>>>

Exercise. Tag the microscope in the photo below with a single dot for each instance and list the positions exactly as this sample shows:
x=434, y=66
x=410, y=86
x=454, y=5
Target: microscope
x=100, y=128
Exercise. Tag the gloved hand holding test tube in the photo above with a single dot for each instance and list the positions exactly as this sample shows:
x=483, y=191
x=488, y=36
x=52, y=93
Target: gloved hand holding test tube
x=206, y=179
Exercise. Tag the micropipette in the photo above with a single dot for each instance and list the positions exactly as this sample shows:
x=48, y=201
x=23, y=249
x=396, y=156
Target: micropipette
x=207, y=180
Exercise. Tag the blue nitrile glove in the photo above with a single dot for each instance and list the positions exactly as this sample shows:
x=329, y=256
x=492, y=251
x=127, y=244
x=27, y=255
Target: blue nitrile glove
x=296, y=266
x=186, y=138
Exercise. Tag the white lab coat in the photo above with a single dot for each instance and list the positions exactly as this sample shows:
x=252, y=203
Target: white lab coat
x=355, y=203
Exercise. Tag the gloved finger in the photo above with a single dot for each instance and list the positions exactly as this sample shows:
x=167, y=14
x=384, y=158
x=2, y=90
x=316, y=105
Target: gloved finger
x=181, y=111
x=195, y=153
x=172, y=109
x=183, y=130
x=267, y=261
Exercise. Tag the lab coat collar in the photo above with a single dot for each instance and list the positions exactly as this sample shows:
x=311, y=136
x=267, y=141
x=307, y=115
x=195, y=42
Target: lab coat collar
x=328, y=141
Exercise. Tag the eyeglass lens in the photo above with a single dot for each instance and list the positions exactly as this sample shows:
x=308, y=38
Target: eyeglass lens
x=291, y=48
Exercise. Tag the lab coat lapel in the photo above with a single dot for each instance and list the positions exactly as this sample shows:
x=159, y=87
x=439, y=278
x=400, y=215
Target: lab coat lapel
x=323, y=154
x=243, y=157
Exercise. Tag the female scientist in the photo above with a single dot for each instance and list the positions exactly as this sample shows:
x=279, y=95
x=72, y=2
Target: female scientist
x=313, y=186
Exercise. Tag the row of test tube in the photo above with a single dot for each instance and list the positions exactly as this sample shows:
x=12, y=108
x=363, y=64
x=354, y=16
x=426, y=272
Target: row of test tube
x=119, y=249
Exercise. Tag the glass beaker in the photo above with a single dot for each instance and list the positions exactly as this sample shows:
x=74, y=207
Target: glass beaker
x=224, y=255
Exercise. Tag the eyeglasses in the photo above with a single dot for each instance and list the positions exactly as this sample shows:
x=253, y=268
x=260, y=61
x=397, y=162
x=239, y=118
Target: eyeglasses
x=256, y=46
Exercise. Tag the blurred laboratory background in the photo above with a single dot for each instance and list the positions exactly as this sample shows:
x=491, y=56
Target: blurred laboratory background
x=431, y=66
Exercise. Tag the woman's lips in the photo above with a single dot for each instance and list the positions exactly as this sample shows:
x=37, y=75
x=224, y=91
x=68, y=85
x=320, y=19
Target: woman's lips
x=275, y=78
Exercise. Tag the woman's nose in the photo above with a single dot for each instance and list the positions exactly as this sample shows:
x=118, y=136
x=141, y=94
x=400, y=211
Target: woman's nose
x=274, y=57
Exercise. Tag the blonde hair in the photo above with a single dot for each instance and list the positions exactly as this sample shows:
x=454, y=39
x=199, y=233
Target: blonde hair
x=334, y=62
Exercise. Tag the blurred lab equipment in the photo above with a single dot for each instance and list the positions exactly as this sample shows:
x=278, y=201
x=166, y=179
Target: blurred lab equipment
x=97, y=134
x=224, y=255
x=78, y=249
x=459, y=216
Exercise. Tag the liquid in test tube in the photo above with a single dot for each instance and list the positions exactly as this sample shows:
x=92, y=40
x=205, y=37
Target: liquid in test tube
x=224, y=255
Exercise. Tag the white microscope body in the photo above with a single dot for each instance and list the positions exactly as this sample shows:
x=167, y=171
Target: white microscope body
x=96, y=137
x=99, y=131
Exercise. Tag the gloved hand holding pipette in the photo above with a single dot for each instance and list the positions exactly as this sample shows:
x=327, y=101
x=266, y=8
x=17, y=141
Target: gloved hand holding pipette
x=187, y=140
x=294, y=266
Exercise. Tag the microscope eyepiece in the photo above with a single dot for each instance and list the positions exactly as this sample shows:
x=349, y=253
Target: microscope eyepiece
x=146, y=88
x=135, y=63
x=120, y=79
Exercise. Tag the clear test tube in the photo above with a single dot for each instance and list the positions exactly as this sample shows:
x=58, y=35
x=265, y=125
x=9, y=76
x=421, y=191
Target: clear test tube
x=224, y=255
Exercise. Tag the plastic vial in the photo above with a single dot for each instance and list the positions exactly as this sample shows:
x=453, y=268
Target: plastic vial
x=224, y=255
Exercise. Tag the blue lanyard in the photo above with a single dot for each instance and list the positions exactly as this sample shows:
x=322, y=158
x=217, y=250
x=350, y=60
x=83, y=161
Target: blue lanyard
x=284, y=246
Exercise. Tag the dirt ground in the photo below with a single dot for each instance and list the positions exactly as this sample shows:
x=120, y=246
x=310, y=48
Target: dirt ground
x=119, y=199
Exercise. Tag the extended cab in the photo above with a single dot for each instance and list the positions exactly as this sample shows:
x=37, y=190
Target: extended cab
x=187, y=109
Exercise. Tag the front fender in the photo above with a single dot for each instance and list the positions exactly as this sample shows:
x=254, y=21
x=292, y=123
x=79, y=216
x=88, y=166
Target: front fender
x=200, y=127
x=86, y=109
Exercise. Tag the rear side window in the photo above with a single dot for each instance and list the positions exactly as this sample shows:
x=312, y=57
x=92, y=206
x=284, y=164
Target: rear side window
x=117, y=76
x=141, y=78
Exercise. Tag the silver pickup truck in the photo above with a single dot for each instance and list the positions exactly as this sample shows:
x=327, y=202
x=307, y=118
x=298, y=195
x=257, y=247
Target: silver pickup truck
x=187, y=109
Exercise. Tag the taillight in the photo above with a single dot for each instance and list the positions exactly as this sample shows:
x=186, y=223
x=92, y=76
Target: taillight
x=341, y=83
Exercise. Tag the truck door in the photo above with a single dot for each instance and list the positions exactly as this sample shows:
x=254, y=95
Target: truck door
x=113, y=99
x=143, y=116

<<<

**Required work**
Arrange every line of the data above as a JSON list of strings, one string per line, omitting any blank lines.

**Response**
[
  "Exercise. Tag the microscope in the photo below with a single dot for each instance and list the positions exactly as this sample shows:",
  "x=434, y=66",
  "x=410, y=86",
  "x=454, y=5",
  "Target: microscope",
  "x=100, y=128",
  "Exercise. Tag the gloved hand holding test tube in the photo above with a single dot for each instance and list the positions exactly as this sample shows:",
  "x=483, y=191",
  "x=488, y=36",
  "x=52, y=93",
  "Target: gloved hand holding test tube",
  "x=206, y=179",
  "Exercise. Tag the micropipette in the photo above with a single dot for each instance and list the positions exactly as this sample shows:",
  "x=48, y=201",
  "x=23, y=249",
  "x=396, y=156",
  "Target: micropipette",
  "x=207, y=180",
  "Exercise. Tag the blue nitrile glove in the photo above with a single dot for each instance and list the positions exactly as this sample shows:",
  "x=329, y=256",
  "x=492, y=251",
  "x=127, y=244",
  "x=27, y=255",
  "Target: blue nitrile glove",
  "x=296, y=266",
  "x=186, y=138",
  "Exercise. Tag the white lab coat in the photo above with a single dot for each instance and list the positions exactly as this sample shows:",
  "x=252, y=203",
  "Target: white lab coat",
  "x=355, y=203",
  "Exercise. Tag the gloved finger in the photo above with a single dot for each instance and list the positions exactly as this sample shows:",
  "x=167, y=14",
  "x=384, y=158",
  "x=2, y=90",
  "x=316, y=105",
  "Target: gloved finger",
  "x=181, y=111",
  "x=195, y=153",
  "x=172, y=109",
  "x=183, y=130",
  "x=267, y=261",
  "Exercise. Tag the lab coat collar in the photo above with a single dot for each instance and list the positions exactly as this sample shows:",
  "x=311, y=136",
  "x=267, y=141",
  "x=307, y=115",
  "x=195, y=42",
  "Target: lab coat collar",
  "x=328, y=141",
  "Exercise. Tag the eyeglass lens in the photo above with a single dot for each instance and list the positions exactly as this sample shows:",
  "x=308, y=38",
  "Target: eyeglass lens",
  "x=291, y=48",
  "Exercise. Tag the lab coat lapel in the photo above with a single dot for each instance and list the positions exactly as this sample shows:",
  "x=159, y=87",
  "x=439, y=278",
  "x=400, y=215",
  "Target: lab coat lapel",
  "x=323, y=154",
  "x=243, y=157",
  "Exercise. Tag the female scientist in the photo above with a single dot for each instance and list the positions exactly as this sample shows:",
  "x=279, y=95",
  "x=72, y=2",
  "Target: female scientist",
  "x=313, y=186",
  "Exercise. Tag the row of test tube in the photo above with a single dot for each instance and list the positions exactly as this sample shows:",
  "x=12, y=108",
  "x=363, y=64",
  "x=354, y=16",
  "x=426, y=272",
  "Target: row of test tube",
  "x=119, y=249",
  "Exercise. Tag the glass beaker in the photo above with a single dot for each instance and list the positions exactly as this sample shows:",
  "x=74, y=207",
  "Target: glass beaker",
  "x=224, y=255",
  "Exercise. Tag the eyeglasses in the photo above with a single dot for each instance and list the positions exactly as this sample shows:",
  "x=253, y=268",
  "x=260, y=61",
  "x=397, y=162",
  "x=239, y=118",
  "Target: eyeglasses",
  "x=256, y=46",
  "Exercise. Tag the blurred laboratory background in the photo above with a single dot for each instance and list the positions exactly as this sample shows:",
  "x=491, y=56",
  "Target: blurred laboratory background",
  "x=431, y=66",
  "Exercise. Tag the woman's lips in the photo above with a single dot for each instance and list the positions exactly as this sample shows:",
  "x=37, y=75",
  "x=224, y=91",
  "x=68, y=85",
  "x=320, y=19",
  "Target: woman's lips",
  "x=275, y=78",
  "Exercise. Tag the woman's nose in the photo above with a single dot for each instance and list the positions exactly as this sample shows:",
  "x=118, y=136",
  "x=141, y=94",
  "x=400, y=211",
  "Target: woman's nose",
  "x=274, y=57",
  "Exercise. Tag the blonde hair in the photo above with a single dot for each instance and list the positions exactly as this sample shows:",
  "x=454, y=39",
  "x=199, y=233",
  "Target: blonde hair",
  "x=334, y=62",
  "Exercise. Tag the blurred lab equipment in the photo above with a single dot for each instance and list the positions exactly as this sample shows:",
  "x=278, y=201",
  "x=166, y=179",
  "Target: blurred lab equipment",
  "x=97, y=134",
  "x=224, y=255",
  "x=78, y=249",
  "x=459, y=216",
  "Exercise. Tag the liquid in test tube in the photo above with a single dot for each instance and list the positions exactly as this sample shows:",
  "x=92, y=40",
  "x=205, y=37",
  "Target: liquid in test tube",
  "x=224, y=255",
  "Exercise. Tag the white microscope body in the photo above with a single dot for each instance and list the positions exactly as this sample shows:",
  "x=167, y=171",
  "Target: white microscope body",
  "x=96, y=137",
  "x=99, y=131",
  "Exercise. Tag the gloved hand holding pipette in the photo above with a single dot for each instance and list the positions exactly as this sample shows:",
  "x=327, y=101",
  "x=266, y=8",
  "x=17, y=141",
  "Target: gloved hand holding pipette",
  "x=187, y=140",
  "x=294, y=266",
  "Exercise. Tag the microscope eyepiece in the photo above with a single dot for each instance and list the positions exactly as this sample shows:",
  "x=349, y=253",
  "Target: microscope eyepiece",
  "x=146, y=88",
  "x=135, y=63",
  "x=120, y=79",
  "Exercise. Tag the clear test tube in the photo above with a single dot for each instance and list the positions exactly as this sample shows:",
  "x=58, y=35",
  "x=265, y=125",
  "x=9, y=76",
  "x=421, y=191",
  "Target: clear test tube",
  "x=224, y=255",
  "Exercise. Tag the plastic vial in the photo above with a single dot for each instance and list the positions exactly as this sample shows:",
  "x=453, y=268",
  "Target: plastic vial",
  "x=224, y=255",
  "Exercise. Tag the blue lanyard in the photo above with a single dot for each instance and list the positions exactly as this sample shows:",
  "x=322, y=158",
  "x=217, y=250",
  "x=350, y=60",
  "x=83, y=161",
  "Target: blue lanyard",
  "x=284, y=246",
  "Exercise. Tag the dirt ground in the photo below with a single dot for each instance and list the positions exactly as this sample shows:",
  "x=120, y=246",
  "x=310, y=48",
  "Target: dirt ground",
  "x=119, y=199",
  "Exercise. Tag the extended cab in the photo above with a single dot for each instance and list the positions exactly as this sample shows:",
  "x=37, y=190",
  "Target: extended cab",
  "x=187, y=109",
  "Exercise. Tag the front fender in the photo above with a single dot for each instance and list the positions exactly as this sample shows:",
  "x=254, y=21",
  "x=292, y=123",
  "x=79, y=216",
  "x=88, y=166",
  "Target: front fender",
  "x=200, y=127",
  "x=86, y=109",
  "Exercise. Tag the rear side window in the photo above with a single dot for each instance and list the positions exactly as this sample shows:",
  "x=312, y=57",
  "x=92, y=206",
  "x=284, y=164",
  "Target: rear side window",
  "x=117, y=76",
  "x=141, y=78",
  "Exercise. Tag the silver pickup truck in the photo above with a single dot for each instance and list the positions exactly as this sample shows:",
  "x=327, y=202",
  "x=307, y=118",
  "x=298, y=195",
  "x=257, y=247",
  "Target: silver pickup truck",
  "x=187, y=109",
  "Exercise. Tag the taillight in the photo above with a single dot for each instance and list the positions exactly as this sample shows:",
  "x=186, y=223",
  "x=92, y=76",
  "Target: taillight",
  "x=341, y=83",
  "Exercise. Tag the truck door in the photo above with a single dot for each instance and list the positions exactly as this sample shows:",
  "x=254, y=95",
  "Target: truck door",
  "x=113, y=99",
  "x=143, y=116"
]